# Start of Records supplied

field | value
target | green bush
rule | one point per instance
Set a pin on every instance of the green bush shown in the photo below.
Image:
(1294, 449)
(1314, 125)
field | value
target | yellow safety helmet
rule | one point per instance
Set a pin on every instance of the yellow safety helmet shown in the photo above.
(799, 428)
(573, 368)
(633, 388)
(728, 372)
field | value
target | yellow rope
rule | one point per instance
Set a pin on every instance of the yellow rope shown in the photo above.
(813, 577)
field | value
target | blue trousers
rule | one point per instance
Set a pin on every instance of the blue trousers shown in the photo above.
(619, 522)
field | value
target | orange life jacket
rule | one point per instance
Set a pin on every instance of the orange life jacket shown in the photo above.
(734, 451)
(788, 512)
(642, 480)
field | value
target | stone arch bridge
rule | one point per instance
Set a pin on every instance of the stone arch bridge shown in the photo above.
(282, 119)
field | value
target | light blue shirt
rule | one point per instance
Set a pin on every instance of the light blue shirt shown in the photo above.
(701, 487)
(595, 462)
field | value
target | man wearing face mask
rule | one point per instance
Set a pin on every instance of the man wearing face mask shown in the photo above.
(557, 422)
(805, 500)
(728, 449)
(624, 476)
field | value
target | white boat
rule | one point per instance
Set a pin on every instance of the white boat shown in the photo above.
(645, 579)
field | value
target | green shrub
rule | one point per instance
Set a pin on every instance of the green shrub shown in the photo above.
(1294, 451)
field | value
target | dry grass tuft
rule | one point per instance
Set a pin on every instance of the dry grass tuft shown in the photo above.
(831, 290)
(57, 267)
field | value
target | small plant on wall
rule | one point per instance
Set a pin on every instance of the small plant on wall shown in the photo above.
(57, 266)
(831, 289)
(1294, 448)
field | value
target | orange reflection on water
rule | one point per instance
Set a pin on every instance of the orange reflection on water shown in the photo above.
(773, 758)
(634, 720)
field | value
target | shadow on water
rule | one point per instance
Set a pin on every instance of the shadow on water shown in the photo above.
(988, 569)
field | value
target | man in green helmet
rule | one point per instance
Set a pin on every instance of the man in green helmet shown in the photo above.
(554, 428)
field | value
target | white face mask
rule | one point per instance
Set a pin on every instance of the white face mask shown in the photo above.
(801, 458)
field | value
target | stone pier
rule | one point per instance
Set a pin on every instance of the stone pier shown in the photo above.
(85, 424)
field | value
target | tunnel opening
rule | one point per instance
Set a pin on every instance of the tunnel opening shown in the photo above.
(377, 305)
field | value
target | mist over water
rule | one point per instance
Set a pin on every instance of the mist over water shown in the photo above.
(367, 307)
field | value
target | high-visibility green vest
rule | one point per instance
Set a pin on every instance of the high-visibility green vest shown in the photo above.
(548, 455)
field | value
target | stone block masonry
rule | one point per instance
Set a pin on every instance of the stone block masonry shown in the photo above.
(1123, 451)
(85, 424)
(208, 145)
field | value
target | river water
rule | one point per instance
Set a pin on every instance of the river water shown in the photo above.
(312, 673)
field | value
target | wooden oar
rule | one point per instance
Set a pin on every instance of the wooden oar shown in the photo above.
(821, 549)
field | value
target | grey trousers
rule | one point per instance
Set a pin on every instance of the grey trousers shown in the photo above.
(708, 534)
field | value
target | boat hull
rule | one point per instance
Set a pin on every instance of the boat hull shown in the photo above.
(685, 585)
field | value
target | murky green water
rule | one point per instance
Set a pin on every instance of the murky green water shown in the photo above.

# End of Records supplied

**Task**
Copy out every line in the rows above that contains the word "helmet".

**Written answer**
target | yellow safety helmet
Set a pin on every instance of the yellow safety helmet shown in the photo above.
target | man in green helmet
Set a pin on every instance of the man in green helmet shown in the photo above.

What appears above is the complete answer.